_Collection entries_:

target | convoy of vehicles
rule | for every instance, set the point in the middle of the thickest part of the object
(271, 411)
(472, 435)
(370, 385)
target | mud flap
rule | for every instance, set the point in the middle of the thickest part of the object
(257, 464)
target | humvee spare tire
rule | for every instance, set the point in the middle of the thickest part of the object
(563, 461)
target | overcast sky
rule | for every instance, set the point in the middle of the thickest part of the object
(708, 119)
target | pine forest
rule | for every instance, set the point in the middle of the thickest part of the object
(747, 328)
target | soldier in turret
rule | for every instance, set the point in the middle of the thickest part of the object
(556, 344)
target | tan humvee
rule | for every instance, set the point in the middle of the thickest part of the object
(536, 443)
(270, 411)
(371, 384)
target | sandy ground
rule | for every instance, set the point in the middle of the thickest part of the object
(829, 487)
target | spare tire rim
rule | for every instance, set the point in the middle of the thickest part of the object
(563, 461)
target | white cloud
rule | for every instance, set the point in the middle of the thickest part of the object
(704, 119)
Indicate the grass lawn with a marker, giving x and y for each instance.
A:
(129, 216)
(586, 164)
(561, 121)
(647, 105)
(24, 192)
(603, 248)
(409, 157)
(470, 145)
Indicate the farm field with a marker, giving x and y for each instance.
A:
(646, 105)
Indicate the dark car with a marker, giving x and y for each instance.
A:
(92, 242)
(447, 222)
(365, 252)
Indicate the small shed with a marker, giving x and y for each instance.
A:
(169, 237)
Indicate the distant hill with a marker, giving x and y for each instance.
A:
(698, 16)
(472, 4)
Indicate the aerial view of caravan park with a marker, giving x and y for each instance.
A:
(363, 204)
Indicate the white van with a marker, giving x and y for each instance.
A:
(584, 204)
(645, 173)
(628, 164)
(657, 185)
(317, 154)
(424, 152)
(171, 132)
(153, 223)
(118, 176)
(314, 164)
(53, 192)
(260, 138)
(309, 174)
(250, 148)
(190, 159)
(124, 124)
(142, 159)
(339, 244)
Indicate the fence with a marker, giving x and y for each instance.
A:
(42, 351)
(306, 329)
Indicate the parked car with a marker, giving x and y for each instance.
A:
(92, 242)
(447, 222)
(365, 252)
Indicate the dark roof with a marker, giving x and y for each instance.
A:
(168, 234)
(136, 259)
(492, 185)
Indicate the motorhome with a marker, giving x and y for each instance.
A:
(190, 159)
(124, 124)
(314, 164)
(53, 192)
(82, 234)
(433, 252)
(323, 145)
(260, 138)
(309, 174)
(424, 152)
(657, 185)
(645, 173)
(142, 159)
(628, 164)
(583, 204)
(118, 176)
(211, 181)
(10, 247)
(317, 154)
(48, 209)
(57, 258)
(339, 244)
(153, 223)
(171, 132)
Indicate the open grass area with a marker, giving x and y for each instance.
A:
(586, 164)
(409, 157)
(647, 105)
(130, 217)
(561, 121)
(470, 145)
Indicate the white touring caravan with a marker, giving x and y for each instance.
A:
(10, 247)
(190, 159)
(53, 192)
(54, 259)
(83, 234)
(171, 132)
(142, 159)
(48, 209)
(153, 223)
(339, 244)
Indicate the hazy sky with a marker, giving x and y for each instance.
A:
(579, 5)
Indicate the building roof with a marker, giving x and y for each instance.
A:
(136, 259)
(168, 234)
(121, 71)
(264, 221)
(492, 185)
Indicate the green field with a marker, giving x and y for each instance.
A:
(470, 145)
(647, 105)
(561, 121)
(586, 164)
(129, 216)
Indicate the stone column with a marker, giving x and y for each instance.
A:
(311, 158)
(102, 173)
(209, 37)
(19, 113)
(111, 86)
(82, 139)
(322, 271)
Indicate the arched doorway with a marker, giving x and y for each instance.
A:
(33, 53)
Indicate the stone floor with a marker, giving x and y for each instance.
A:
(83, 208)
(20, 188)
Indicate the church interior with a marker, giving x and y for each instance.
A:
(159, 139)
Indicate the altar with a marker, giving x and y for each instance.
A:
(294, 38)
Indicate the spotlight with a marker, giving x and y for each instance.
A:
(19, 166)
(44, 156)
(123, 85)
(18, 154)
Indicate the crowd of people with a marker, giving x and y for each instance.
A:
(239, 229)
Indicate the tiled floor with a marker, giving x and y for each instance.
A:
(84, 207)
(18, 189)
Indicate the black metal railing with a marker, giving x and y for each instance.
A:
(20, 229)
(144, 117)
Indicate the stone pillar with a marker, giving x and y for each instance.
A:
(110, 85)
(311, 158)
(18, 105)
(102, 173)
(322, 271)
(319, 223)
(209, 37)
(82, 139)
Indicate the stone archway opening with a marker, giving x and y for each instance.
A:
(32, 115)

==

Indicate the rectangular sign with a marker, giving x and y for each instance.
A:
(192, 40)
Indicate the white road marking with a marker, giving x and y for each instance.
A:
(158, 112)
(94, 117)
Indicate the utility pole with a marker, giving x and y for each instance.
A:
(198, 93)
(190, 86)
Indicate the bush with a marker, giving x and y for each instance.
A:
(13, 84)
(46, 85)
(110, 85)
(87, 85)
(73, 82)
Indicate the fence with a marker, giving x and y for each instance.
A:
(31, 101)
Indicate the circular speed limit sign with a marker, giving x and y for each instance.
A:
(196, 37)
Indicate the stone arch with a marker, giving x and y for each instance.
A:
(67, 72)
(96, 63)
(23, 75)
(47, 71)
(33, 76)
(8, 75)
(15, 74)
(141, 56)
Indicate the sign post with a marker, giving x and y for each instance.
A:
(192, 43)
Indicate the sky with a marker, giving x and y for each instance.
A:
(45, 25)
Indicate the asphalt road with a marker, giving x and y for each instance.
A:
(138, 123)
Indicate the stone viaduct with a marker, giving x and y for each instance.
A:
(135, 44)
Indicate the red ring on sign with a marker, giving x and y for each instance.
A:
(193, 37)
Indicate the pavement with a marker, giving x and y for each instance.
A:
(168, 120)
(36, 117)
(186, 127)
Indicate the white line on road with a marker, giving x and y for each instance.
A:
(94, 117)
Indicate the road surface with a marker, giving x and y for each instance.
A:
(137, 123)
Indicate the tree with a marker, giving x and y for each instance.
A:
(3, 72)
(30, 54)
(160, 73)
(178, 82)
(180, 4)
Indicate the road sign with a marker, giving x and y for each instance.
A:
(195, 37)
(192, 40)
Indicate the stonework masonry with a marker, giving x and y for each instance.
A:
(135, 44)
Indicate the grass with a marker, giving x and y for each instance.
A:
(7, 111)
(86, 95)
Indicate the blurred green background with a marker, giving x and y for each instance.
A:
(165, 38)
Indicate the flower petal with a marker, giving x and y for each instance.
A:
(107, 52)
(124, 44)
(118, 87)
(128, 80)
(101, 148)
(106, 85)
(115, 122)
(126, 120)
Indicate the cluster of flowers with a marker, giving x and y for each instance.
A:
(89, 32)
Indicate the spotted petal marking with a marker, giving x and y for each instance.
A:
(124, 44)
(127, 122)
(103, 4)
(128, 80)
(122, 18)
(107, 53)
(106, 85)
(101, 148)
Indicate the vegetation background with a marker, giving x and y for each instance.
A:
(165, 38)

_TASK DESCRIPTION_: Filter the records down to the lines containing the word "floor", and copy those.

_YOUR RESPONSE_:
Indicate the stone floor with a marker, giving x and y for each instance.
Indicate the tiled floor with a marker, giving x and y for each instance.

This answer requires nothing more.